◆ Extracted records:
########

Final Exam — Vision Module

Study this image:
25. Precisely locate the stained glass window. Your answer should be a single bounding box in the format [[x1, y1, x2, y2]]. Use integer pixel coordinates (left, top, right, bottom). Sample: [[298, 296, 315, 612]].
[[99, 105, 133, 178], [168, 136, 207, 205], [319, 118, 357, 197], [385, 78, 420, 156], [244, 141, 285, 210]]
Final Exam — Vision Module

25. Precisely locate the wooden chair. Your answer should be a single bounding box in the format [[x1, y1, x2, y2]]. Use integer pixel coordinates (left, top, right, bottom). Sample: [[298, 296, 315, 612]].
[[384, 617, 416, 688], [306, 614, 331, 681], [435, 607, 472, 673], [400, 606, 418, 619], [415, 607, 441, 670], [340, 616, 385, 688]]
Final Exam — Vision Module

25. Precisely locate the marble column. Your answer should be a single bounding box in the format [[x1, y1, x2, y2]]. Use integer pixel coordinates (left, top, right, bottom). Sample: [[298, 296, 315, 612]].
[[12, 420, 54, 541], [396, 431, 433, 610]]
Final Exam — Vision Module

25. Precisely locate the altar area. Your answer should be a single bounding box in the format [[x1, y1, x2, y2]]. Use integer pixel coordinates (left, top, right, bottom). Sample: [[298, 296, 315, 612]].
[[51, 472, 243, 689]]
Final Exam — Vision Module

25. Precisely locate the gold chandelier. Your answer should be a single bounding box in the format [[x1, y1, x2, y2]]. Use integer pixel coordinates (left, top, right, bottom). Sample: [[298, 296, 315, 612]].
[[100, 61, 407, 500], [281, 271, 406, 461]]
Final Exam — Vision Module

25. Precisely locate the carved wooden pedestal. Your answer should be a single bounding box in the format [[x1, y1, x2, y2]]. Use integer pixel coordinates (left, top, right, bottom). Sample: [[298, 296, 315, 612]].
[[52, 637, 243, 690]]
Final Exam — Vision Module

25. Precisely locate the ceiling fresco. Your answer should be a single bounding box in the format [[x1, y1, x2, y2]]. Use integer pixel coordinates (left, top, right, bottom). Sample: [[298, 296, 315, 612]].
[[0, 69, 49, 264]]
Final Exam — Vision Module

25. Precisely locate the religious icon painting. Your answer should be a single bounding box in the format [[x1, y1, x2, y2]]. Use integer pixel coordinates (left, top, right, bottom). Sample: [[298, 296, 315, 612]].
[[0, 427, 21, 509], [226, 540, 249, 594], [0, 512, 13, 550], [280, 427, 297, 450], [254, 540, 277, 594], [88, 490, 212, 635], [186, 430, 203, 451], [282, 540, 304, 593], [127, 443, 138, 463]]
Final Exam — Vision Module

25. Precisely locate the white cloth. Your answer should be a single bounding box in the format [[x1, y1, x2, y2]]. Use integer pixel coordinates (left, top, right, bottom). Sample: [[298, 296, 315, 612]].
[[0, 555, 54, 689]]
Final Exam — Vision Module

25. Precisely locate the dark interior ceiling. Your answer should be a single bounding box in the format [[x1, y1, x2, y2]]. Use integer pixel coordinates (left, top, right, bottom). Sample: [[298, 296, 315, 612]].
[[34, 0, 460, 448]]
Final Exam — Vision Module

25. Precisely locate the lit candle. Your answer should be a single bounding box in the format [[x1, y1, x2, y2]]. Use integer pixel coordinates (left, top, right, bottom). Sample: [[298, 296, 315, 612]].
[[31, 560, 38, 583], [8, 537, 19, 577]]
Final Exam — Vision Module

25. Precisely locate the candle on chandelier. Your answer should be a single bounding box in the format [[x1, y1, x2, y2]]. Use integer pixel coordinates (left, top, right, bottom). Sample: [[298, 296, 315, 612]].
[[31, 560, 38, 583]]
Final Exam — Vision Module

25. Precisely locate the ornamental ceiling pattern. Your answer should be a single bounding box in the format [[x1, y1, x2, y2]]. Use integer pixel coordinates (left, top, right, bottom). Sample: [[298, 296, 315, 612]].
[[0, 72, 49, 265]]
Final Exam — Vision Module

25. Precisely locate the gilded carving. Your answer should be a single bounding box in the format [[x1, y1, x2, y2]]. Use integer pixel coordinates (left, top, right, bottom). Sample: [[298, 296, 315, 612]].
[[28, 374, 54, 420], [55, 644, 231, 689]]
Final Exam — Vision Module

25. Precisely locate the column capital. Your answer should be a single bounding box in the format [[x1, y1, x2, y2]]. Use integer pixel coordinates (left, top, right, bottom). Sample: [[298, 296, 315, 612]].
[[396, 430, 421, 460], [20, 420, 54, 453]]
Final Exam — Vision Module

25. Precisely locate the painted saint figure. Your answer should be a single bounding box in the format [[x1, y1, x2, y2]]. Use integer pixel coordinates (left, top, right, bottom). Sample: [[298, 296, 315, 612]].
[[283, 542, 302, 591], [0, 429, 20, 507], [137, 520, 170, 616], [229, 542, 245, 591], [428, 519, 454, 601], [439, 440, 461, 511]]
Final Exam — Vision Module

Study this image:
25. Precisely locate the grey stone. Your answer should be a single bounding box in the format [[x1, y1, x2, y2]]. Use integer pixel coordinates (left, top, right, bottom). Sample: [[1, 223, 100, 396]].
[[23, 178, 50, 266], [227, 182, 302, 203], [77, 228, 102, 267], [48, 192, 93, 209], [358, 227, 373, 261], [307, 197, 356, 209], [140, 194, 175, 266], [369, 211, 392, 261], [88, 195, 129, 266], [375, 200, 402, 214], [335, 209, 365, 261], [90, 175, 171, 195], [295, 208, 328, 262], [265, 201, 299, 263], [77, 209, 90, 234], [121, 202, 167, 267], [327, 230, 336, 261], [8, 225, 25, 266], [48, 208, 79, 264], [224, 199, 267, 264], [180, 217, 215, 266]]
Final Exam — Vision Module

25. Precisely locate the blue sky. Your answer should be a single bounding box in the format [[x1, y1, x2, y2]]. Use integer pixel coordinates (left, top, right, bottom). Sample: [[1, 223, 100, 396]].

########

Copy everything from the start of the data down through the line containing "141, 285, 210]]", keeping that line too.

Final Exam — Vision Module

Study this image:
25. Precisely locate the stained glass window. Your answer should be a single bounding box in the format [[x1, y1, x2, y2]]. Use integer pixel coordinates (left, top, right, bottom). Sample: [[298, 296, 315, 612]].
[[99, 105, 133, 178], [168, 136, 207, 205], [319, 118, 357, 197], [385, 78, 420, 156], [244, 141, 285, 210]]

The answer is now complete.